• Document
>>>>>

The ensuing events were like a replay of the campus demonstrations of the 1960s. The Gallaudet students, galvanized into uniting against the ignorance, thoughtlessness, and paternalism that for so long had been their lot, took to the streets. They waved placards, blocked traffic, and chanted slogans in sign language. The nation's news media, weary of a long and dull presidential primary campaign, descended on the campus. Jesse Jackson, that canny campaigner and old civil rights worker, was photographed clasping hands in victory with student marchers.

At first I was appalled. After all, I considered myself the unlikeliest person to sympathize with campus upheaval of any kind. I am middle-aged and vividly remember the abortive college sit-ins and takeovers of the 1960s and 1970s. Today I'm paying thousands of dollars a year in tuition for my own collegian. I had expected I would have little accord with anything that disrupted the expensive process of higher learning.

But within a day or two I began marching with the Gallaudet students in spirit if not in person. After all, right was on their—
our
—side. So, it turned out, was might. The students' storming of their Bastille was no noisy and ineffectual campus rebellion, but a true revolution in which an oppressed but bright and well-organized group succeeded in seizing its rightful share of power.

<<<<<

• Directive 1
Decide whether each statement agrees with the Gallaudet protest passage, answering yes or no and quoting the deciding words: (a) The students chanted slogans in sign language. (b) The news media stayed away from the campus. (c) The writer is paying tuition for a collegian.
• Directive 2
Please copy the Gallaudet protest passage word for word, starting at "But within a" and ending at "share of power.".

• Stored records
>>>>>

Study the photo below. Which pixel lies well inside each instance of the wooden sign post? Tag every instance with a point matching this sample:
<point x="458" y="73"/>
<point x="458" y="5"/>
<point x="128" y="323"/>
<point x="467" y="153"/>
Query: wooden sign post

<<<<<

• Full answer 1
(a) Yes: "chanted slogans in sign language."
(b) No: "The nation's news media, weary of a long and dull presidential primary campaign, descended on the campus."
(c) Yes: "Today I'm paying thousands of dollars a year in tuition for my own collegian."

• Full answer 2
But within a day or two I began marching with the Gallaudet students in spirit if not in person. After all, right was on their—
our
—side. So, it turned out, was might. The students' storming of their Bastille was no noisy and ineffectual campus rebellion, but a true revolution in which an oppressed but bright and well-organized group succeeded in seizing its rightful share of power.